* _Directions_:
Copy each of the entries below word for word, keeping every line as it stands.

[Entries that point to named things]

BEGIN

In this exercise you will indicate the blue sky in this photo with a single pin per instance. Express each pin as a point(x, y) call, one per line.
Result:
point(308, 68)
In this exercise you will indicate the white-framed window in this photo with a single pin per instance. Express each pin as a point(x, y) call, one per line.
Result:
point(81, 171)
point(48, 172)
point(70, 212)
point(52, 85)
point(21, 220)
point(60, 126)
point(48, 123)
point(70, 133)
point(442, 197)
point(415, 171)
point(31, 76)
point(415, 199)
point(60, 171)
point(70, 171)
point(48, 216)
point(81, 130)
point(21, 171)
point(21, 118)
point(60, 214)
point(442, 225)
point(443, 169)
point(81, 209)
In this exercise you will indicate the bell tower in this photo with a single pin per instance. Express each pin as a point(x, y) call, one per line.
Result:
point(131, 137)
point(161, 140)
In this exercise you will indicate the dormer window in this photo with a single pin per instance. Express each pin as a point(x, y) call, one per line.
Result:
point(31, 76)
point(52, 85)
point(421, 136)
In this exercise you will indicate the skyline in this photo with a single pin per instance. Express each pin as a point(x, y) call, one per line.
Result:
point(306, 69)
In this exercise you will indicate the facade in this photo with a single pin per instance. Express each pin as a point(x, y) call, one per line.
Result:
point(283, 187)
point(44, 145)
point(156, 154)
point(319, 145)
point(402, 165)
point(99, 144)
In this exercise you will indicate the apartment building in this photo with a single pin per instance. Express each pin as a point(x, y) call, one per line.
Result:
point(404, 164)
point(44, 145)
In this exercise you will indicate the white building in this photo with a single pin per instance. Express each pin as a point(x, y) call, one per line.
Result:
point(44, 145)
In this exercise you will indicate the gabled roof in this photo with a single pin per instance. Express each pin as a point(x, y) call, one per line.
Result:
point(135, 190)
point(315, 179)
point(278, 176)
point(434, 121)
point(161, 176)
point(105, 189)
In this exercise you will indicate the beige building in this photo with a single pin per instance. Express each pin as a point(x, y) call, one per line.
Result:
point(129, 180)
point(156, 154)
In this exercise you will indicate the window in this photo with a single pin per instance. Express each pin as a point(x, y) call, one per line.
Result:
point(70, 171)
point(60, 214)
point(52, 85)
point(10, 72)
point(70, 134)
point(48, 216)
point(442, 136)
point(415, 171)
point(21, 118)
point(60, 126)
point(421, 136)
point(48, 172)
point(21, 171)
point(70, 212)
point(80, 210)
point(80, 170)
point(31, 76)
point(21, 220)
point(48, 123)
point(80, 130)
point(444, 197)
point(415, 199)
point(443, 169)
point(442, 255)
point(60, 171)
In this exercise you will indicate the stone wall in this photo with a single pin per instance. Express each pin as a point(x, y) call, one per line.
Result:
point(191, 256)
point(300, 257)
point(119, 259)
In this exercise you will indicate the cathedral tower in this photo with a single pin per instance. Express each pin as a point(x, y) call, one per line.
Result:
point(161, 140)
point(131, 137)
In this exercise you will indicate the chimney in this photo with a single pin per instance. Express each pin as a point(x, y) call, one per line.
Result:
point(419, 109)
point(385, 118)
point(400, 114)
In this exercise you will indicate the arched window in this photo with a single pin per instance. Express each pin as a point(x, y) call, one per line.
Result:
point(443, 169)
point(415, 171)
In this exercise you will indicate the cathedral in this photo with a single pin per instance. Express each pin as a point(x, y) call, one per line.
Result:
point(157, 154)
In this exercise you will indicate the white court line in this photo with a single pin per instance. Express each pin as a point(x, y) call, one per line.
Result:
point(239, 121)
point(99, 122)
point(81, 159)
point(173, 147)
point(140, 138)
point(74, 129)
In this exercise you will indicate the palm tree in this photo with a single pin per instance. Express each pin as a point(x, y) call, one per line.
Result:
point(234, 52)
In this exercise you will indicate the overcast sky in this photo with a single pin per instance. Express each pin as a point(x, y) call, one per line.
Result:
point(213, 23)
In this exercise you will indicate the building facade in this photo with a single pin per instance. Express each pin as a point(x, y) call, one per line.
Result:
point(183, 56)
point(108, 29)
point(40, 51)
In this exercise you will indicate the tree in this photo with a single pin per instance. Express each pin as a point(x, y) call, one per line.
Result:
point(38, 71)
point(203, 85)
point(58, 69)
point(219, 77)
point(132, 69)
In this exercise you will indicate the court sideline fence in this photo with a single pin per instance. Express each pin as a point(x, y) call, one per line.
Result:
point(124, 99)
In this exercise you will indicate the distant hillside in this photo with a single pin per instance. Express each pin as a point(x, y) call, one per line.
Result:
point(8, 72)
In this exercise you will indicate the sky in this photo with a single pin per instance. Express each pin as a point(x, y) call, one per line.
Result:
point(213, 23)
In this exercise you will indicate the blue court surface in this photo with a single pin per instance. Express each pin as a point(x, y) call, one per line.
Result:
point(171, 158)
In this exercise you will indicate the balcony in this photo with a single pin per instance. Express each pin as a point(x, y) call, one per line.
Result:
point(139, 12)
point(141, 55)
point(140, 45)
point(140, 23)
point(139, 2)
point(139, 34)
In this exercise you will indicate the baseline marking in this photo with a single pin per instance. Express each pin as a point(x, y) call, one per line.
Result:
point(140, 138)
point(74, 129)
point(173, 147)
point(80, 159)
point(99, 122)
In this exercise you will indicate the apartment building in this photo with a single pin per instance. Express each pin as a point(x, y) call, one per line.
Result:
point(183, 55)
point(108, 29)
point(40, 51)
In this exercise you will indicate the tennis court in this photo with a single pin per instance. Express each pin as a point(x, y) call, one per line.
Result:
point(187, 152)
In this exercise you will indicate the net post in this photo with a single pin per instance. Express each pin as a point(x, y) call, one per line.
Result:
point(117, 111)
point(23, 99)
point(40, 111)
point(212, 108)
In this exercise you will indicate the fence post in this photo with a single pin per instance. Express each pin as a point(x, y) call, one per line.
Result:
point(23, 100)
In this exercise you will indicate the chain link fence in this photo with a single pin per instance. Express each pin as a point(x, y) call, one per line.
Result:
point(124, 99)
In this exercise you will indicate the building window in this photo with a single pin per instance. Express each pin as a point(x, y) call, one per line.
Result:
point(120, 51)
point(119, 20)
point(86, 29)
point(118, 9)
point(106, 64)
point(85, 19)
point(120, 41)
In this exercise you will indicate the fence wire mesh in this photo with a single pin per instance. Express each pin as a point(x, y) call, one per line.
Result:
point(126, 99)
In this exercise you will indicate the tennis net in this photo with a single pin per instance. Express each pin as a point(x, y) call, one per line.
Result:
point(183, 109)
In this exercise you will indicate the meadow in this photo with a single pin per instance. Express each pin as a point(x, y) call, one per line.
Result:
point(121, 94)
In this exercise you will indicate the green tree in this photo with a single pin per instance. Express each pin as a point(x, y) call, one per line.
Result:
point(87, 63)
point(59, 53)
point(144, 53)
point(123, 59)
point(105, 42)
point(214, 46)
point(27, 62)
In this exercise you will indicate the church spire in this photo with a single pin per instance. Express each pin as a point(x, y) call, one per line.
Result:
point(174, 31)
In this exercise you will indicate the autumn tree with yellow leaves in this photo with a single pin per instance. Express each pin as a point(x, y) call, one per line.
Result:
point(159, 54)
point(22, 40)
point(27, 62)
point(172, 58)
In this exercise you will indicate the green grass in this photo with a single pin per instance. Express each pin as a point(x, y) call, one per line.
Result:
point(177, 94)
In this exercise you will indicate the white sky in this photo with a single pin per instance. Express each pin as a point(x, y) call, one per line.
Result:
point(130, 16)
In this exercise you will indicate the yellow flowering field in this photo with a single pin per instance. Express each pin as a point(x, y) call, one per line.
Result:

END

* _Solution to the problem_:
In this exercise you will indicate the blue sky in this photo with a single pin per instance. Express each pin as a point(x, y) call, one per line.
Result:
point(308, 68)
In this exercise you will indicate the white-framed window in this photo with a single pin per instance. Express each pin as a point(x, y) call, one per line.
Result:
point(81, 171)
point(48, 172)
point(70, 212)
point(52, 85)
point(21, 220)
point(60, 126)
point(48, 123)
point(70, 133)
point(442, 197)
point(415, 171)
point(31, 76)
point(415, 199)
point(60, 171)
point(70, 171)
point(48, 216)
point(81, 130)
point(21, 171)
point(21, 118)
point(60, 214)
point(442, 225)
point(443, 169)
point(81, 209)
In this exercise you will indicate the bell tower in this photo with a single pin per instance. Express each pin as a point(x, y) call, one per line.
Result:
point(131, 137)
point(161, 140)
In this exercise you will indicate the dormer window in this photo with a single pin per instance. Express each pin as a point(x, y) call, one per line.
Result:
point(31, 76)
point(52, 85)
point(421, 136)
In this exercise you will indicate the skyline in this photo with a single pin per instance. Express each pin as a point(x, y) call, one per line.
Result:
point(306, 69)
In this exercise you will indicate the facade in this photo with a single pin per instance. Express each pin as a point(x, y) call, one per line.
Result:
point(283, 187)
point(44, 145)
point(156, 154)
point(319, 145)
point(402, 165)
point(99, 144)
In this exercise you will indicate the apartment building in this photo with a single pin per instance. Express each pin as a point(x, y) call, one per line.
Result:
point(404, 164)
point(44, 145)
In this exercise you will indicate the white building in this photo with a single pin per instance. Express each pin as a point(x, y) call, one per line.
Result:
point(44, 145)
In this exercise you will indicate the gabled roof in this photo with a single pin per instance. Express each pin as a point(x, y) call, one per line.
Result:
point(135, 190)
point(315, 179)
point(278, 176)
point(434, 121)
point(161, 176)
point(105, 189)
In this exercise you will indicate the beige building in this photo with a single pin per instance. Express each pin as a point(x, y) call, one per line.
Result:
point(129, 180)
point(156, 154)
In this exercise you will indicate the window in this photo with a single pin per instance. Express each pin as a point(x, y) call, one per line.
Result:
point(70, 171)
point(60, 214)
point(52, 85)
point(10, 72)
point(70, 134)
point(48, 216)
point(442, 136)
point(415, 171)
point(21, 118)
point(60, 126)
point(421, 136)
point(48, 172)
point(21, 171)
point(70, 212)
point(80, 210)
point(80, 170)
point(31, 76)
point(21, 220)
point(48, 123)
point(80, 130)
point(444, 197)
point(415, 199)
point(443, 169)
point(442, 255)
point(60, 171)
In this exercise you will indicate the stone wall in this photo with a single pin per instance. Express each pin as a point(x, y) call, one per line.
Result:
point(191, 256)
point(300, 257)
point(119, 259)
In this exercise you will indicate the cathedral tower in this photo with a single pin per instance. Express each pin as a point(x, y) call, one per line.
Result:
point(161, 140)
point(131, 137)
In this exercise you will indicate the chimney in this photo with a single pin per instance. Express each pin as a point(x, y) call, one per line.
Result:
point(419, 109)
point(385, 118)
point(400, 114)
In this exercise you will indicate the arched window in this photo with a single pin per instance. Express each pin as a point(x, y) call, one per line.
Result:
point(443, 169)
point(415, 171)
In this exercise you will indicate the cathedral in this photo with a single pin per instance. Express each pin as a point(x, y) call, one per line.
Result:
point(157, 154)
In this exercise you will indicate the white court line in this photo with a single pin per instance. Express each pin as a point(x, y) call, one per line.
Result:
point(239, 121)
point(99, 122)
point(81, 159)
point(173, 147)
point(140, 138)
point(74, 129)
In this exercise you will indicate the palm tree in this photo with a single pin per instance. Express each pin as a point(x, y) call, one per line.
Result:
point(234, 52)
In this exercise you will indicate the overcast sky in this photo with a single pin per instance. Express each pin as a point(x, y) call, one per line.
Result:
point(213, 23)
In this exercise you will indicate the building facade in this photo with a single pin per instance. Express each pin as a point(x, y) call, one per line.
Result:
point(183, 56)
point(108, 29)
point(40, 51)
In this exercise you will indicate the tree in this photo with a single pin per instance. Express each pin as a point(x, y) call, one per line.
Result:
point(38, 71)
point(203, 85)
point(58, 69)
point(219, 77)
point(132, 69)
In this exercise you will indicate the court sideline fence in this photo with a single pin per instance. Express each pin as a point(x, y) call, one per line.
Result:
point(124, 99)
In this exercise you will indicate the distant hillside in this photo with a single pin per instance. Express each pin as a point(x, y) call, one per line.
Result:
point(8, 72)
In this exercise you will indicate the sky in this photo with a single pin per instance. Express each pin as a point(x, y) call, one per line.
Result:
point(213, 23)
In this exercise you will indicate the blue court surface in this photo with a single pin per instance. Express each pin as a point(x, y) call, one per line.
Result:
point(171, 158)
In this exercise you will indicate the balcony in this photo with a single pin per instance. Express each pin as a point(x, y) call, one per line.
Result:
point(139, 12)
point(141, 55)
point(140, 45)
point(140, 23)
point(139, 2)
point(139, 34)
In this exercise you will indicate the baseline marking in this photo with a single pin per instance. Express each pin as a point(x, y) call, one per line.
Result:
point(140, 138)
point(74, 129)
point(173, 147)
point(80, 159)
point(99, 122)
In this exercise you will indicate the apartment building in this photo with a single pin per instance. Express each pin as a point(x, y) call, one per line.
Result:
point(183, 55)
point(108, 29)
point(40, 51)
In this exercise you will indicate the tennis court in this photo with a single pin per instance. Express each pin as a point(x, y) call, one per line.
Result:
point(187, 152)
In this exercise you will indicate the net post in this photo with a single pin per instance. Express each pin as a point(x, y) call, one per line.
Result:
point(117, 111)
point(23, 99)
point(40, 111)
point(212, 108)
In this exercise you will indicate the fence post in this photo with a single pin per instance. Express each pin as a point(x, y) call, one per line.
Result:
point(23, 100)
In this exercise you will indicate the chain link fence in this photo with a single pin per instance. Express each pin as a point(x, y) call, one per line.
Result:
point(124, 99)
In this exercise you will indicate the building window in this photo with a single pin per instance. Express each pin as a point(x, y) call, one per line.
Result:
point(120, 51)
point(119, 20)
point(86, 29)
point(118, 9)
point(106, 64)
point(85, 19)
point(120, 41)
In this exercise you will indicate the fence wire mesh in this photo with a single pin per instance. Express each pin as a point(x, y) call, one per line.
Result:
point(126, 99)
In this exercise you will indicate the tennis net in this photo with a single pin per instance. Express each pin as a point(x, y) call, one per line.
Result:
point(183, 109)
In this exercise you will indicate the meadow in this photo with a single pin per instance. Express each pin as a point(x, y) call, one per line.
Result:
point(121, 94)
In this exercise you will indicate the green tree in this photo with a single pin per instance. Express each pin as a point(x, y) call, one per line.
Result:
point(87, 63)
point(59, 53)
point(144, 53)
point(123, 59)
point(105, 42)
point(214, 46)
point(27, 62)
In this exercise you will indicate the church spire in this photo with a single pin per instance. Express each pin as a point(x, y) call, one per line.
Result:
point(174, 31)
In this exercise you will indicate the autumn tree with yellow leaves in this photo with a single pin per instance. Express each pin as a point(x, y) call, one per line.
Result:
point(159, 54)
point(22, 40)
point(27, 62)
point(172, 58)
In this exercise you will indicate the green grass in this photo with a single pin per instance. Express each pin as a point(x, y) call, one per line.
Result:
point(177, 94)
In this exercise you will indicate the white sky in this photo with a single pin per instance. Express each pin as a point(x, y) call, one per line.
Result:
point(130, 16)
In this exercise you will indicate the yellow flowering field in this photo with a single pin per instance. Express each pin as a point(x, y) call, one per line.
Result:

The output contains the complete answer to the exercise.